Task details:
Write the data out verbatim.

Saved entries:

————————

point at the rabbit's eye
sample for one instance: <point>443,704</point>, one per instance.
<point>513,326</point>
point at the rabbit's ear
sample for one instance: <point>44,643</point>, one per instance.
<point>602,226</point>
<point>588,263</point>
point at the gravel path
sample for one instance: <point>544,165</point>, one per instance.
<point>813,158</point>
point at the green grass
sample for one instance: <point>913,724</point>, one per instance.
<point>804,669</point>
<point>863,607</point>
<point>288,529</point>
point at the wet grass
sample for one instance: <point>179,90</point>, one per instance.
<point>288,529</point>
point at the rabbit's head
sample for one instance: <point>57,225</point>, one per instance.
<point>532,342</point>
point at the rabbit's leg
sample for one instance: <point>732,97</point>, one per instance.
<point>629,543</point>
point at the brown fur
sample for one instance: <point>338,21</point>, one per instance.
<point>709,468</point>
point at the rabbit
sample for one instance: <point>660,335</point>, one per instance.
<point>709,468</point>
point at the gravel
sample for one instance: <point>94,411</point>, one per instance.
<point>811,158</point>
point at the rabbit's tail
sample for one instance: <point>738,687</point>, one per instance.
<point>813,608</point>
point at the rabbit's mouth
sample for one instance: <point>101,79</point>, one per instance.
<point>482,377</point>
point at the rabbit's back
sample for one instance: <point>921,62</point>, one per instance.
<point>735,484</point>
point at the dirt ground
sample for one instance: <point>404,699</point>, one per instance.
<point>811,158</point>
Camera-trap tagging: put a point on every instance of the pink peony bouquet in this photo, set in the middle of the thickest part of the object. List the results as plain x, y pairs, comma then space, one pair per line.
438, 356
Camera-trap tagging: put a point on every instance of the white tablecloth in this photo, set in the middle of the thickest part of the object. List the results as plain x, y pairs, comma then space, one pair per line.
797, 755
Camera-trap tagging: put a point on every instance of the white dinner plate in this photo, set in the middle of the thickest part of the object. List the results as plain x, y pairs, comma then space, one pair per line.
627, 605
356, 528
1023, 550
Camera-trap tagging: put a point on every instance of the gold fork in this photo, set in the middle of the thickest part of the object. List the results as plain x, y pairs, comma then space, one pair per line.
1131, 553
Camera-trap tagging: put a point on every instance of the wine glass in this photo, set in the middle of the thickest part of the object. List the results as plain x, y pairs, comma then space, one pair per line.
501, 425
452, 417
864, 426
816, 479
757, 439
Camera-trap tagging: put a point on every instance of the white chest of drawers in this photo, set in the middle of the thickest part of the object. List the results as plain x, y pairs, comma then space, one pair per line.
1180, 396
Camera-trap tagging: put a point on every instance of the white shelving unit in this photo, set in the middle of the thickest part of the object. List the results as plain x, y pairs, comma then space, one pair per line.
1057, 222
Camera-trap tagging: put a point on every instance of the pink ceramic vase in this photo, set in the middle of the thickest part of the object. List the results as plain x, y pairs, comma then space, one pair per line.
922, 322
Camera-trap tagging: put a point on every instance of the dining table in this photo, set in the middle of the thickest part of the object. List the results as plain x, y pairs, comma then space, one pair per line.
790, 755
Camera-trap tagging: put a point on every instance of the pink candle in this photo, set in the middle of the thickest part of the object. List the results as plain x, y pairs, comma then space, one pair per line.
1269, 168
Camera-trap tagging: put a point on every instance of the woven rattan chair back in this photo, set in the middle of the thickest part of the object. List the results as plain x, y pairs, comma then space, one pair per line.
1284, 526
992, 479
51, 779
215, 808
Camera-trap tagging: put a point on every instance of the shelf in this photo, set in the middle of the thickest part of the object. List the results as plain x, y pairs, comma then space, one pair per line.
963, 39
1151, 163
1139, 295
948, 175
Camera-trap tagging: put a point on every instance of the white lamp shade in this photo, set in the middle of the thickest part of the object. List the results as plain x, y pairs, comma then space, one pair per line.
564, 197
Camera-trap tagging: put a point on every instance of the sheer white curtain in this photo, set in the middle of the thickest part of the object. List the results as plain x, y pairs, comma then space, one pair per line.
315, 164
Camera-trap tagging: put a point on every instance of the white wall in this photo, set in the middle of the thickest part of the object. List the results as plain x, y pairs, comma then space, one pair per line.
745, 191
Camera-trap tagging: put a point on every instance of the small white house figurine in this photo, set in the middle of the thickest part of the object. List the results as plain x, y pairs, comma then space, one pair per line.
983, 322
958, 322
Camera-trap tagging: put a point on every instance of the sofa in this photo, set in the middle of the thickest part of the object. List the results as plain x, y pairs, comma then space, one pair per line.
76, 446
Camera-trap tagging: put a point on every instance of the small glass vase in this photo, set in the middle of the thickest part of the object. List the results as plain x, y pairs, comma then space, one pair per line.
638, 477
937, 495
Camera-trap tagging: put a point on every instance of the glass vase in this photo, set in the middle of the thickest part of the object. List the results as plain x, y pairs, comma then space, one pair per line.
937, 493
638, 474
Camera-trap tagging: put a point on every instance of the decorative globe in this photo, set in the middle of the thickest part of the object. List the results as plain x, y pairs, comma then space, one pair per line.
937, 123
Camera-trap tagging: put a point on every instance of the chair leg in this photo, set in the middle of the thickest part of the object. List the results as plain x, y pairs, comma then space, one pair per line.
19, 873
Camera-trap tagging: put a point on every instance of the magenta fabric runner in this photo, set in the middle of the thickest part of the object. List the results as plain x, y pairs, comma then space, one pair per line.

————————

Output below:
point at the rabbit's eye
sample for one instance: <point>443,704</point>, one per instance.
<point>513,326</point>
point at the rabbit's ear
sample for one instance: <point>44,643</point>, one per instance.
<point>602,226</point>
<point>588,263</point>
point at the gravel path
sample for one instance: <point>544,165</point>, one per instance.
<point>813,158</point>
point at the green grass
sample for one instance: <point>913,724</point>, one per instance.
<point>804,669</point>
<point>863,607</point>
<point>288,529</point>
point at the wet grass
sample for one instance: <point>179,90</point>, one per instance.
<point>288,529</point>
point at the rabbit's head
sample for one instance: <point>57,225</point>, one per instance.
<point>532,342</point>
point at the rabbit's leg
sample for one instance: <point>732,97</point>, one per instance.
<point>629,543</point>
point at the brown fur
sample for one instance: <point>338,21</point>, one per instance.
<point>709,468</point>
point at the rabbit
sample for one instance: <point>660,335</point>, one per instance.
<point>709,468</point>
point at the gravel
sample for one instance: <point>94,411</point>, one per instance.
<point>811,158</point>
point at the rabbit's tail
sample for one instance: <point>738,687</point>, one per instance.
<point>813,608</point>
point at the rabbit's mouth
sample for one instance: <point>101,79</point>, one per instance.
<point>482,377</point>
point at the rabbit's back
sample for one instance: <point>921,62</point>, one per instance.
<point>735,484</point>
point at the dirt ground
sample for one instance: <point>404,699</point>, one per instance.
<point>811,158</point>
Camera-trap tagging: put a point on every instance of the pink peony bouquet in this photo, set in the middle of the thickest part of the object. List the results as plain x, y pairs, comma then space, one pair per line.
438, 356
Camera-trap tagging: put a point on every instance of the white tablecloth in this photo, set in the middle of the thickest part of the object. List the results as plain x, y pairs, comma then space, one pair per line.
797, 755
Camera-trap tagging: put a point on every instance of the white dinner plate in this photo, set in the middle of the thickest part of the object. List the results as plain x, y pairs, comma then space, one pair per line.
627, 605
356, 528
1023, 550
Camera-trap tagging: put a point on every instance of the gold fork in this photo, set in the middle of the thickest part of the object. List the results as plain x, y pairs, comma then space, one pair per line.
1131, 553
Camera-trap tagging: put a point on every instance of the wine glass in this photo, set in the middle of the thickest part of the object. List the results as plain x, y pairs, comma then space, one pair per line.
501, 425
452, 417
864, 426
816, 479
757, 439
Camera-trap tagging: put a point on every instance of the white chest of drawers in this photo, set in the middle of the thickest part of the object. List the results as plain x, y pairs, comma then space, one pair per line.
1180, 396
Camera-trap tagging: put a point on every instance of the white shelving unit in this photo, set in the middle of the thickest part of the object. List the results as plain x, y pairs, comma then space, one pair per line.
1057, 222
Camera-trap tagging: put a point on every instance of the pink ceramic vase in this photo, set in the middle of the thickest part of the object. List the results as plain x, y pairs, comma then space, one pair per line.
922, 322
Camera-trap tagging: put a point on every instance of the dining table in this photo, set in the middle of the thickest part of the object. List the results as plain x, y pairs, comma then space, one pair per line.
790, 755
Camera-trap tagging: put a point on every instance of the pink candle in this photo, set in the middle of the thickest part of the object. List the results as plain x, y pairs, comma then space, one pair per line.
1269, 168
Camera-trap tagging: put a point on every instance of the woven rattan chair back in this photo, set in the middle of the thickest part of the object. List the results as plain x, y pairs, comma then space, one pair per line.
1284, 526
992, 479
51, 779
215, 808
Camera-trap tagging: put a point on every instance of the shelf in this photo, set in the middle of the thickest part of the object. List the results as plain x, y pairs, comma then space, one pair per line.
963, 39
1151, 163
1139, 295
948, 175
Camera-trap tagging: put a point on every instance of the white lamp shade in this photo, set in the middle of the thickest part of the object. List the results as plain x, y pairs, comma then space, one pair per line.
564, 197
Camera-trap tagging: put a point on every instance of the sheer white curtain in this photo, set in the middle of the thickest part of the object. List the results as plain x, y pairs, comma then space, one pair per line.
315, 164
Camera-trap tagging: put a point on every instance of the white wall in this photo, set in the middle of the thickest part of the object. List the results as plain x, y pairs, comma then space, one pair per line.
745, 191
Camera-trap tagging: put a point on every instance of the small white house figurine in this photo, set in the middle of the thickest part of the object. List the results as plain x, y pairs, comma then space, one pair per line.
983, 322
958, 322
Camera-trap tagging: put a point on every instance of the sofa in this photo, set in the middle of the thickest part of the object. List the results as plain x, y pairs, comma then space, one pair per line.
76, 446
Camera-trap tagging: put a point on every instance of the small glass vase in this photo, set in the middle of the thickest part of the object. List the results as plain x, y pairs, comma then space, one pair per line.
638, 477
937, 495
Camera-trap tagging: put a point on every instance of the glass vase in this photo, set in the middle of the thickest part of the object. List the results as plain x, y pairs, comma then space, one pair per line.
937, 493
638, 474
Camera-trap tagging: put a point on every instance of the decorative globe in this photo, set in the middle of the thickest part of the object. List the results as plain x, y pairs, comma then space, one pair per line.
937, 123
Camera-trap tagging: put a point on every instance of the chair leg in this photo, set in the middle of the thickest part of the object. List the results as plain x, y pairs, comma then space, one pair per line.
19, 873
Camera-trap tagging: put a point on every instance of the magenta fabric runner in this photo, set in the middle of the thickest part of the object. List the results as plain x, y pairs, comma then space, one pair per line.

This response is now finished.